-- ENTRIES PROVIDED start --
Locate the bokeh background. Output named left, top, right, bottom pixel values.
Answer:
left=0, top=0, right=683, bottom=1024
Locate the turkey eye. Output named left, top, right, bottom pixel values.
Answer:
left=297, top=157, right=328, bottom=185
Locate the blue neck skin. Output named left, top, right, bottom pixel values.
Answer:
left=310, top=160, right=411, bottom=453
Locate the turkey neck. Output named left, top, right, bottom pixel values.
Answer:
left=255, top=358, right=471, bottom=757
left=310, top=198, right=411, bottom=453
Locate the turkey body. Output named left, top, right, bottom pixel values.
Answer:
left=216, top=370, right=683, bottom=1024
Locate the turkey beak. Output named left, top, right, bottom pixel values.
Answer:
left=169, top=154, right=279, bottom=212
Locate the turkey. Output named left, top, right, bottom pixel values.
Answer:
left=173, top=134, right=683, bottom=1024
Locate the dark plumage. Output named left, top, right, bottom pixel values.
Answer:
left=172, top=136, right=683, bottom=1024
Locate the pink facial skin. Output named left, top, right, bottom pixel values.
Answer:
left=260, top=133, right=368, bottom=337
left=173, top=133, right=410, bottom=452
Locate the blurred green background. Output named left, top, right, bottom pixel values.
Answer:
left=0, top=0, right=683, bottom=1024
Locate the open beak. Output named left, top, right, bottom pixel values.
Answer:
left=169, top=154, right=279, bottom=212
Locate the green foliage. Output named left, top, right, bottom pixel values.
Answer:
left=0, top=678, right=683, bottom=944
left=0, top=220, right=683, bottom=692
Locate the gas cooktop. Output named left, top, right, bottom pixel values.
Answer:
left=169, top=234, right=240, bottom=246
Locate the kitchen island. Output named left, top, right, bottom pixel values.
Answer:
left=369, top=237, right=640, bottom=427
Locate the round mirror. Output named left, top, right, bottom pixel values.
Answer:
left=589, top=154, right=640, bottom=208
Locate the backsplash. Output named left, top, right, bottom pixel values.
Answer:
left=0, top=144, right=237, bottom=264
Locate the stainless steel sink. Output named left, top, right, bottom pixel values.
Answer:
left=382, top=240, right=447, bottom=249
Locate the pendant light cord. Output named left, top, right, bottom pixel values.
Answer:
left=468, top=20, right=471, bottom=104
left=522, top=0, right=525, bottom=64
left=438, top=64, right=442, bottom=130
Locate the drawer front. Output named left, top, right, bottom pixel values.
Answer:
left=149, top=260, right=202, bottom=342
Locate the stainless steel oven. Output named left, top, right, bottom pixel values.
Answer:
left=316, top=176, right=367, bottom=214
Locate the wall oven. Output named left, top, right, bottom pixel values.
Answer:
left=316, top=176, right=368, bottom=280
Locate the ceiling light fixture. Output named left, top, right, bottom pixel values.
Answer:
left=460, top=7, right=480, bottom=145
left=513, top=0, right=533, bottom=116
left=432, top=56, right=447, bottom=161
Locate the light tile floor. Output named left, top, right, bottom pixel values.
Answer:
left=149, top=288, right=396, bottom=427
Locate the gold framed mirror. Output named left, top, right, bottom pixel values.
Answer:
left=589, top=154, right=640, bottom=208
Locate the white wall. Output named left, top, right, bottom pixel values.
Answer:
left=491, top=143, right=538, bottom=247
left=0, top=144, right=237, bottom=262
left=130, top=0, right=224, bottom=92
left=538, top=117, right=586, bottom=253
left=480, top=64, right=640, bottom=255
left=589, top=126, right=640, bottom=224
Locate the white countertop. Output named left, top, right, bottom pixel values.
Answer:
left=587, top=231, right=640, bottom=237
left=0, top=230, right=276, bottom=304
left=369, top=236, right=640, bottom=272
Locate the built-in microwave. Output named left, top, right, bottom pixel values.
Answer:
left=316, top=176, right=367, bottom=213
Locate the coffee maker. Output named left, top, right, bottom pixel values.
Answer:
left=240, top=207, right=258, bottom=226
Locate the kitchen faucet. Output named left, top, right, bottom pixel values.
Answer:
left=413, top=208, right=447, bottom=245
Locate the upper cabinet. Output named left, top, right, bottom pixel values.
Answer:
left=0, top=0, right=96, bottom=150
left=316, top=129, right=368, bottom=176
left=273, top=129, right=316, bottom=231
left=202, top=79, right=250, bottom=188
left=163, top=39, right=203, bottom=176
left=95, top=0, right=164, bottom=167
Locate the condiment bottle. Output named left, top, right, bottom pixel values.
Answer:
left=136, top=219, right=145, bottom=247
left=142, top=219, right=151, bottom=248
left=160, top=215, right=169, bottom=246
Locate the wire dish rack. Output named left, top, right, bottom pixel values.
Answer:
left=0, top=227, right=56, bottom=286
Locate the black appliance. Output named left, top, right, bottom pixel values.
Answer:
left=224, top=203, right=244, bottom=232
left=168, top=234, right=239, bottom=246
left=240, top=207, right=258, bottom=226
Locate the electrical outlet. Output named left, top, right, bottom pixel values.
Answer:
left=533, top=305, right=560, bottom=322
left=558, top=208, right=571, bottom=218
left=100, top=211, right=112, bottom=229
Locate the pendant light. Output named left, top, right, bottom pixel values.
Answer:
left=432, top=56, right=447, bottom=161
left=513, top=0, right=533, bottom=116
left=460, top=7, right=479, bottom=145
-- ENTRIES PROVIDED end --
(WHAT YOU WILL DO) Copy out the records word for word, from the line with "Locate the white wall." up to and including the line with "left=589, top=126, right=640, bottom=224".

(THE RESPONSE)
Locate the white wall. Output named left, top, right, bottom pixel values.
Answer:
left=491, top=143, right=538, bottom=247
left=0, top=144, right=237, bottom=262
left=130, top=0, right=224, bottom=92
left=538, top=117, right=586, bottom=253
left=480, top=64, right=640, bottom=255
left=589, top=126, right=640, bottom=224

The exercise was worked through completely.